## WHAT THE EXERCISE ASKS:
Please locate each line in the entries below that contains the word "back" and copy those lines.

=== EXTRACTED RECORDS ===

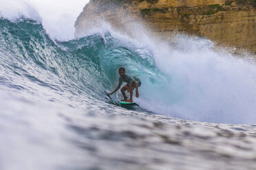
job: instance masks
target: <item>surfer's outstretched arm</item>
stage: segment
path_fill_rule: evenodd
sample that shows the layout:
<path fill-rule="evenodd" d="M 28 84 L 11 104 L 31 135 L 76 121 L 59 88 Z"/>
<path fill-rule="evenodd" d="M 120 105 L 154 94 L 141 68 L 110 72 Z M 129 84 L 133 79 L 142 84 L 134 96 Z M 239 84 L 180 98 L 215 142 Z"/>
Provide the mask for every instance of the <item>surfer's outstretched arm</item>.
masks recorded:
<path fill-rule="evenodd" d="M 132 88 L 132 83 L 129 83 L 127 85 L 128 85 L 128 88 L 129 88 L 129 90 L 130 91 L 130 98 L 129 99 L 129 100 L 127 100 L 126 101 L 132 103 L 132 95 L 133 95 L 132 92 L 133 92 L 133 90 L 134 90 Z"/>
<path fill-rule="evenodd" d="M 118 89 L 121 87 L 121 85 L 122 85 L 122 83 L 119 83 L 118 84 L 118 86 L 117 86 L 117 88 L 116 88 L 116 89 L 112 91 L 111 93 L 107 93 L 107 95 L 113 95 L 113 93 L 114 93 L 116 91 L 118 90 Z"/>
<path fill-rule="evenodd" d="M 139 93 L 138 93 L 138 83 L 137 81 L 134 81 L 134 82 L 135 83 L 135 88 L 136 88 L 136 97 L 139 97 Z"/>

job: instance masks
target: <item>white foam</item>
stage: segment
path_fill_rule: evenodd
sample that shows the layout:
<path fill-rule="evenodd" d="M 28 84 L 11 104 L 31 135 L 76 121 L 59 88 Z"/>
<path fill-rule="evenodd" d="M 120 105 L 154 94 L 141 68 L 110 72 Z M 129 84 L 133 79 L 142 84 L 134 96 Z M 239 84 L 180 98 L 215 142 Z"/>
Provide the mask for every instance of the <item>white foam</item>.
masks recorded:
<path fill-rule="evenodd" d="M 89 1 L 0 0 L 0 16 L 14 21 L 21 16 L 42 23 L 53 39 L 74 38 L 74 23 Z"/>

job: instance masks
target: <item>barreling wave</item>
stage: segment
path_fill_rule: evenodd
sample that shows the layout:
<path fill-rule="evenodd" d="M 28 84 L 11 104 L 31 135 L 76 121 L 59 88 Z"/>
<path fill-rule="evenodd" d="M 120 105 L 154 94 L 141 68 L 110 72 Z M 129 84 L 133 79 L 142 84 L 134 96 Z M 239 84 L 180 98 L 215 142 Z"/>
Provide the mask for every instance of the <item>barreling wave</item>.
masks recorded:
<path fill-rule="evenodd" d="M 60 42 L 29 19 L 2 19 L 0 27 L 0 84 L 6 90 L 75 108 L 81 100 L 118 105 L 118 93 L 109 98 L 105 91 L 115 88 L 117 70 L 125 66 L 142 80 L 136 102 L 149 111 L 210 122 L 256 120 L 255 64 L 216 52 L 208 40 L 180 35 L 170 49 L 109 30 Z"/>

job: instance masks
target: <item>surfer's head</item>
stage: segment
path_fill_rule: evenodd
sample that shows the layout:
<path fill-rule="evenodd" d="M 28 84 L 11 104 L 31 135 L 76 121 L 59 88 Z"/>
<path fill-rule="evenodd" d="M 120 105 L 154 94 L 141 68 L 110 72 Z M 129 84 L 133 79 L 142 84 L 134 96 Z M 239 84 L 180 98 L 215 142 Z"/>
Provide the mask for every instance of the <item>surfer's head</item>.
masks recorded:
<path fill-rule="evenodd" d="M 118 72 L 119 72 L 120 76 L 124 77 L 125 75 L 125 68 L 120 67 L 119 70 L 118 70 Z"/>

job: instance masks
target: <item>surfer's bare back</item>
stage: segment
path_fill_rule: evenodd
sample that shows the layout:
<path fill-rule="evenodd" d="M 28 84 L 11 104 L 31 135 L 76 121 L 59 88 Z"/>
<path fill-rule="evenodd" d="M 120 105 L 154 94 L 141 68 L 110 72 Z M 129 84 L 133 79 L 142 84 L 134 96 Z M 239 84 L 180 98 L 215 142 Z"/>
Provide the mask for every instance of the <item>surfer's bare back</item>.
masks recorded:
<path fill-rule="evenodd" d="M 127 84 L 121 88 L 121 93 L 124 97 L 124 99 L 121 101 L 132 103 L 133 102 L 132 95 L 134 88 L 136 88 L 136 97 L 139 97 L 138 87 L 140 86 L 141 85 L 141 81 L 139 78 L 137 78 L 136 77 L 134 76 L 132 77 L 129 75 L 125 74 L 125 69 L 123 67 L 119 68 L 118 72 L 120 75 L 118 86 L 113 92 L 107 94 L 112 95 L 113 93 L 118 90 L 118 89 L 121 87 L 122 82 L 125 82 Z M 126 90 L 127 90 L 128 93 L 130 93 L 130 98 L 129 99 L 127 99 L 128 97 L 126 96 L 125 94 Z"/>

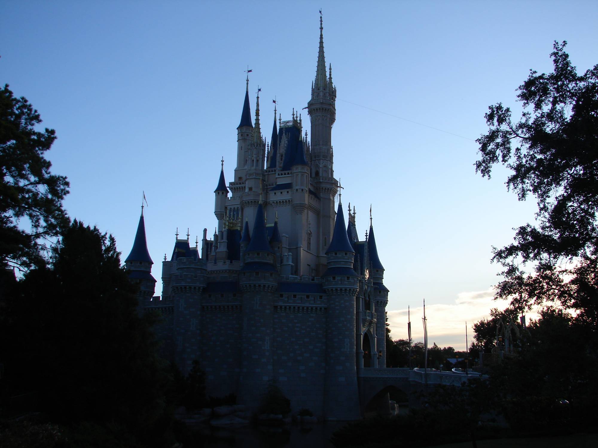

===

## EXERCISE OUTPUT:
target: <item>surfer's bare back</item>
Provide the mask for every instance of the <item>surfer's bare back</item>.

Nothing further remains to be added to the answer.